* The problem
Render every line of the listing below as a JSON list of strings, one string per line, with blank lines omitted. Leave the pictures out.

* Entries from a collection
◆ ◆ ◆ ◆

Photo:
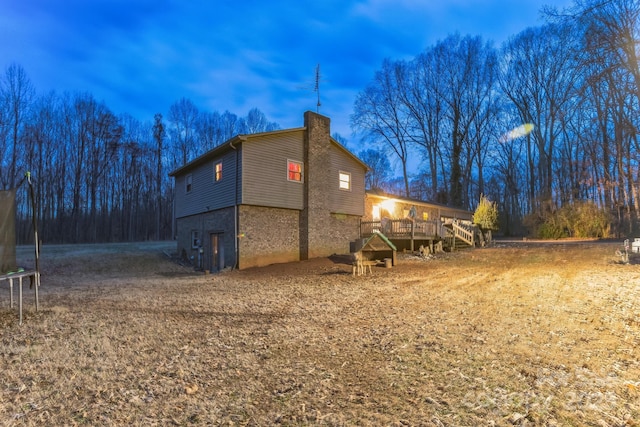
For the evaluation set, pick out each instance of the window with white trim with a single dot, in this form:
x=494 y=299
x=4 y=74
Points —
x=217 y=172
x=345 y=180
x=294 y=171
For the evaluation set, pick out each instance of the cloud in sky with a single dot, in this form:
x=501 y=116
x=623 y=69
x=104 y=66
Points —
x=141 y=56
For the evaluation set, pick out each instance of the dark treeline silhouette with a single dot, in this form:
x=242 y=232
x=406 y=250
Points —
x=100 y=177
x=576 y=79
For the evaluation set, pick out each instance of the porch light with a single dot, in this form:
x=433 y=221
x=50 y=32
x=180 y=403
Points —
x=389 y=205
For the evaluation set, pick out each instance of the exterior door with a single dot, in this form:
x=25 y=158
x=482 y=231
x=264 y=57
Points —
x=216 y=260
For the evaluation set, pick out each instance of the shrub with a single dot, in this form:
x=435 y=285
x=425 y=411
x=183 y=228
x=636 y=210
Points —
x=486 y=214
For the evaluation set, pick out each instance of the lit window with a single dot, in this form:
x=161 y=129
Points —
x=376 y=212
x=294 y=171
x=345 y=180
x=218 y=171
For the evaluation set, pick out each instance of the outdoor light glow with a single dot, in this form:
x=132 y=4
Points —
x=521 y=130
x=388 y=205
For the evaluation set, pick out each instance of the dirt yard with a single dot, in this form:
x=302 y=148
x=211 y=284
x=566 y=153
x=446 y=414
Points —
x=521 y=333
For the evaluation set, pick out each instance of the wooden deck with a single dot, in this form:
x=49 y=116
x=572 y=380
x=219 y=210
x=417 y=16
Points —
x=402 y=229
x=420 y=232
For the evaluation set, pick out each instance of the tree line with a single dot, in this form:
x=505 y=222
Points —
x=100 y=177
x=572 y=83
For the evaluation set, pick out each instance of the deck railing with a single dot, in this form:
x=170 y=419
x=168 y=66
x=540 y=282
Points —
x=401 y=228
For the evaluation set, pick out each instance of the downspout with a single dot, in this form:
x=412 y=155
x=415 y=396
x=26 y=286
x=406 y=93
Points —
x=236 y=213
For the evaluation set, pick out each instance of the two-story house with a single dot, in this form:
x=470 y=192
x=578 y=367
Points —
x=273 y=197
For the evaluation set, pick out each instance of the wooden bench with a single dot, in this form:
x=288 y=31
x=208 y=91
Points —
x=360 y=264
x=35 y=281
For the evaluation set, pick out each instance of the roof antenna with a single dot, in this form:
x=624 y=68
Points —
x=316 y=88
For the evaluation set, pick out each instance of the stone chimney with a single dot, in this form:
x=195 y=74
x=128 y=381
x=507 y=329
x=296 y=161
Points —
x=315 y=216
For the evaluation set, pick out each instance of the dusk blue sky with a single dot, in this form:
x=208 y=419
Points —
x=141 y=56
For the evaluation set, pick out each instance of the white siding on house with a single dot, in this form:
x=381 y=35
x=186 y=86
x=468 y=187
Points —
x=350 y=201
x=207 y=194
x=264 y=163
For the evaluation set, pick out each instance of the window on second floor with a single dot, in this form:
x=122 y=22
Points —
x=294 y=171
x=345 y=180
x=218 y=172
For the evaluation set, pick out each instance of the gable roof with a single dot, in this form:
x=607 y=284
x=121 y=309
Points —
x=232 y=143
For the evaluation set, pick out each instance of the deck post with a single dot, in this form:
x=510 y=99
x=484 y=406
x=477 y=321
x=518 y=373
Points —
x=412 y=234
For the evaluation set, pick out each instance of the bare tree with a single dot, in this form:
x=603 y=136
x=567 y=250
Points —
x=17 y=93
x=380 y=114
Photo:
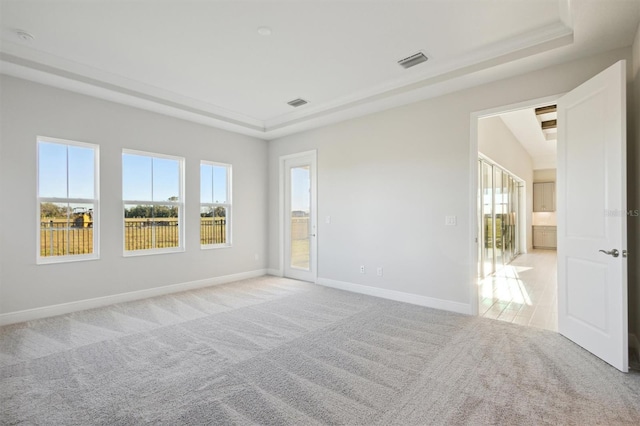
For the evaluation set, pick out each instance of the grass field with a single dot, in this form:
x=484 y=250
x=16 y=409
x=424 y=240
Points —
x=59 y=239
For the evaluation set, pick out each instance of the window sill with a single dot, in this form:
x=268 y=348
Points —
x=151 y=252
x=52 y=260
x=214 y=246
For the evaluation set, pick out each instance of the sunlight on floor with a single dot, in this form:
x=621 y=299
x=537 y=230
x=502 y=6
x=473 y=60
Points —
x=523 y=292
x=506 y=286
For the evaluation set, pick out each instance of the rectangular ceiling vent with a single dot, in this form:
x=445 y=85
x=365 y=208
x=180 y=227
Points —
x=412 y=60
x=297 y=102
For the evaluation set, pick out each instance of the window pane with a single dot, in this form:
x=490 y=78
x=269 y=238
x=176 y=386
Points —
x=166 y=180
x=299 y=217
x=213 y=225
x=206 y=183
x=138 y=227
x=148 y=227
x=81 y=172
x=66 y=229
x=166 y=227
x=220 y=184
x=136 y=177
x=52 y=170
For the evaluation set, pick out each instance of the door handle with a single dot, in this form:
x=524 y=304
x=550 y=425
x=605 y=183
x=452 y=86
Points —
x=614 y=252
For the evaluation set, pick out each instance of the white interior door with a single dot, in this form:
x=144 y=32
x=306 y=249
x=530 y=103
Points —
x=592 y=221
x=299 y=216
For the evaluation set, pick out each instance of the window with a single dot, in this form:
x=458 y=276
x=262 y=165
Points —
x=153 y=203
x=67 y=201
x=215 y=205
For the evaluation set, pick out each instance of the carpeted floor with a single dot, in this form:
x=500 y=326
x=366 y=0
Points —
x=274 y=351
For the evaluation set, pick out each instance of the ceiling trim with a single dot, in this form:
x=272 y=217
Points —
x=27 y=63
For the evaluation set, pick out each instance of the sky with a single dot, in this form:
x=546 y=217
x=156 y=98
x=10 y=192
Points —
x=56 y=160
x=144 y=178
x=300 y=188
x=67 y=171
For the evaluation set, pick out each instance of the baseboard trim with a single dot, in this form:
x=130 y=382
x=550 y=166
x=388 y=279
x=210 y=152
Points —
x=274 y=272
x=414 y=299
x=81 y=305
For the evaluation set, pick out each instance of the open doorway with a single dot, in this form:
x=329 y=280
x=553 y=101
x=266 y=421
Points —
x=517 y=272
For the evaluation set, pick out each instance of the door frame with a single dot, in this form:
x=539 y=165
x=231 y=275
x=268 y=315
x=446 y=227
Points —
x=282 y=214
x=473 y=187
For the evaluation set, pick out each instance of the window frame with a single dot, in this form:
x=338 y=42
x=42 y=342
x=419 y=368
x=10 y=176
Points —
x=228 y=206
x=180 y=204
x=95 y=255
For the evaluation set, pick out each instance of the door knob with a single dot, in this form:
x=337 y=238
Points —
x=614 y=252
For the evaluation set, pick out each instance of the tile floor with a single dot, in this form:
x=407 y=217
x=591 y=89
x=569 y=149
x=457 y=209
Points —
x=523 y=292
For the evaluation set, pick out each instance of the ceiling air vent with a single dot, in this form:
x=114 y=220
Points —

◆ ◆ ◆ ◆

* Complete answer
[
  "Photo:",
  "For the evaluation set, pick out each instance of the window with white trim with a single dot, in this form:",
  "x=494 y=299",
  "x=4 y=74",
  "Points —",
  "x=217 y=172",
  "x=345 y=180",
  "x=294 y=171",
  "For the evaluation set, pick out each instance of the cloud in sky with a single dot, in this form:",
  "x=501 y=116",
  "x=623 y=69",
  "x=104 y=66",
  "Points —",
  "x=141 y=56",
  "For the evaluation set, pick out each instance of the dark treeline silhouette with a single dot, in this form:",
  "x=242 y=232",
  "x=406 y=250",
  "Points —",
  "x=100 y=177",
  "x=576 y=79",
  "For the evaluation set, pick out each instance of the porch light with a single dot, in this form:",
  "x=433 y=221",
  "x=50 y=32",
  "x=180 y=403",
  "Points —",
  "x=389 y=205",
  "For the evaluation set, pick out each instance of the exterior door with a single dot, in this form:",
  "x=25 y=158",
  "x=482 y=231",
  "x=264 y=57",
  "Points —",
  "x=216 y=260",
  "For the evaluation set, pick out each instance of the shrub with a single dot, in this form:",
  "x=435 y=285",
  "x=425 y=411",
  "x=183 y=228",
  "x=636 y=210",
  "Points —",
  "x=486 y=214",
  "For the evaluation set, pick out each instance of the lit window with a single dot, in this form:",
  "x=161 y=129",
  "Points —",
  "x=376 y=212",
  "x=294 y=171",
  "x=345 y=180",
  "x=218 y=171",
  "For the evaluation set, pick out each instance of the outdoor light glow with a single dot, in this form:",
  "x=132 y=4",
  "Points —",
  "x=521 y=130",
  "x=388 y=205",
  "For the evaluation set, pick out each instance of the dirt yard with a single dot, in this form:",
  "x=302 y=148",
  "x=211 y=284",
  "x=566 y=153",
  "x=446 y=414",
  "Points —",
  "x=521 y=333",
  "For the evaluation set, pick out each instance of the wooden deck with a single dot, in this form:",
  "x=49 y=116",
  "x=572 y=380",
  "x=219 y=210",
  "x=417 y=16",
  "Points —",
  "x=402 y=229",
  "x=420 y=232",
  "For the evaluation set, pick out each instance of the tree line with a single dot, in this form:",
  "x=505 y=222",
  "Points —",
  "x=100 y=177",
  "x=572 y=83",
  "For the evaluation set, pick out each instance of the deck railing with a single dot, in this form:",
  "x=170 y=419",
  "x=168 y=66",
  "x=540 y=282",
  "Points —",
  "x=401 y=228",
  "For the evaluation set, pick out each instance of the downspout with a single dot, in this form:",
  "x=412 y=155",
  "x=415 y=396",
  "x=26 y=286",
  "x=406 y=93",
  "Points —",
  "x=236 y=213",
  "For the evaluation set, pick out each instance of the two-story house with a single dot, in this form:",
  "x=470 y=192",
  "x=578 y=367",
  "Points —",
  "x=273 y=197",
  "For the evaluation set, pick out each instance of the wooden bench with a single dot, in this form:",
  "x=288 y=31",
  "x=208 y=91",
  "Points —",
  "x=360 y=264",
  "x=35 y=281",
  "For the evaluation set, pick out each instance of the roof antenna with a single dot, in this form:",
  "x=624 y=68",
  "Points —",
  "x=316 y=88",
  "For the evaluation set, pick out each instance of the stone chimney with a single dot, in this form:",
  "x=195 y=74",
  "x=128 y=381",
  "x=507 y=329",
  "x=296 y=161",
  "Points —",
  "x=315 y=216",
  "For the evaluation set, pick out each instance of the dusk blue sky with a single dot, in this form:",
  "x=208 y=419",
  "Points —",
  "x=141 y=56",
  "For the evaluation set, pick out each instance of the white siding on house with a single dot, in this form:",
  "x=381 y=35",
  "x=186 y=86",
  "x=468 y=187",
  "Points —",
  "x=350 y=201",
  "x=207 y=194",
  "x=264 y=163",
  "For the evaluation set, pick out each instance of the window on second floor with a single dot, in this form:",
  "x=122 y=22",
  "Points —",
  "x=294 y=171",
  "x=345 y=180",
  "x=218 y=172",
  "For the evaluation set, pick out each instance of the gable roof with a single dot, in this form:",
  "x=607 y=284",
  "x=121 y=309",
  "Points —",
  "x=232 y=143",
  "For the evaluation set, pick out each instance of the deck post with a single dot, in this form:",
  "x=510 y=99",
  "x=484 y=406",
  "x=477 y=321",
  "x=518 y=373",
  "Points —",
  "x=412 y=234",
  "For the evaluation set, pick out each instance of the bare tree with a single dot, in this form:",
  "x=603 y=136",
  "x=567 y=250",
  "Points —",
  "x=17 y=93",
  "x=380 y=114",
  "Photo:",
  "For the evaluation set, pick out each instance of the grass field with a single dot, in this form:",
  "x=484 y=250",
  "x=16 y=409",
  "x=424 y=240",
  "Points —",
  "x=59 y=239",
  "For the evaluation set, pick out each instance of the window sill with a single dot, in this form:",
  "x=268 y=348",
  "Points —",
  "x=151 y=252",
  "x=52 y=260",
  "x=214 y=246",
  "For the evaluation set, pick out each instance of the sunlight on floor with a single dot, in this form:",
  "x=621 y=299",
  "x=537 y=230",
  "x=502 y=6",
  "x=473 y=60",
  "Points —",
  "x=523 y=292",
  "x=506 y=286",
  "For the evaluation set, pick out each instance of the rectangular ceiling vent with a single dot, in this form:",
  "x=445 y=85",
  "x=365 y=208",
  "x=180 y=227",
  "Points —",
  "x=412 y=60",
  "x=297 y=102",
  "For the evaluation set, pick out each instance of the window pane with a single dot, in this form:",
  "x=490 y=78",
  "x=269 y=238",
  "x=176 y=386",
  "Points —",
  "x=166 y=180",
  "x=299 y=217",
  "x=213 y=225",
  "x=206 y=183",
  "x=138 y=227",
  "x=148 y=227",
  "x=81 y=172",
  "x=66 y=229",
  "x=166 y=227",
  "x=220 y=184",
  "x=136 y=177",
  "x=52 y=170",
  "For the evaluation set, pick out each instance of the door handle with a single dot, in this form:",
  "x=524 y=304",
  "x=550 y=425",
  "x=605 y=183",
  "x=452 y=86",
  "Points —",
  "x=614 y=252",
  "For the evaluation set, pick out each instance of the white interior door with a single dot, in this form:",
  "x=144 y=32",
  "x=306 y=249",
  "x=530 y=103",
  "Points —",
  "x=592 y=221",
  "x=299 y=216",
  "For the evaluation set, pick out each instance of the window with a single dot, in this form:",
  "x=458 y=276",
  "x=262 y=165",
  "Points —",
  "x=153 y=203",
  "x=67 y=201",
  "x=215 y=205",
  "For the evaluation set, pick out each instance of the carpeted floor with a single dot, in this form:",
  "x=500 y=326",
  "x=366 y=0",
  "Points —",
  "x=274 y=351",
  "For the evaluation set, pick out each instance of the ceiling trim with a single dot, in this form:",
  "x=272 y=217",
  "Points —",
  "x=27 y=63",
  "For the evaluation set, pick out each instance of the sky with a single dot, in this form:",
  "x=546 y=217",
  "x=156 y=98",
  "x=10 y=192",
  "Points —",
  "x=56 y=160",
  "x=144 y=178",
  "x=300 y=188",
  "x=67 y=171",
  "For the evaluation set, pick out each instance of the baseboard trim with a single dot, in this form:",
  "x=130 y=382",
  "x=550 y=166",
  "x=388 y=279",
  "x=210 y=152",
  "Points —",
  "x=274 y=272",
  "x=414 y=299",
  "x=81 y=305",
  "For the evaluation set, pick out each instance of the open doorway with a single dot, in this form:",
  "x=329 y=280",
  "x=553 y=101",
  "x=266 y=421",
  "Points —",
  "x=517 y=272",
  "For the evaluation set, pick out each instance of the door frame with a single dot, in this form:",
  "x=539 y=165",
  "x=231 y=275",
  "x=268 y=315",
  "x=446 y=227",
  "Points —",
  "x=282 y=214",
  "x=473 y=187",
  "For the evaluation set, pick out each instance of the window frame with a single dot, in this form:",
  "x=338 y=42",
  "x=42 y=342",
  "x=419 y=368",
  "x=10 y=176",
  "Points —",
  "x=228 y=206",
  "x=180 y=204",
  "x=95 y=255",
  "For the evaluation set, pick out each instance of the door knob with a single dot, in this form:",
  "x=337 y=238",
  "Points —",
  "x=614 y=252",
  "For the evaluation set, pick out each instance of the tile floor with a single dot, in this form:",
  "x=407 y=217",
  "x=591 y=89",
  "x=569 y=149",
  "x=457 y=209",
  "Points —",
  "x=523 y=292",
  "For the evaluation set, pick out each instance of the ceiling air vent with a single dot, in this form:",
  "x=114 y=220",
  "Points —"
]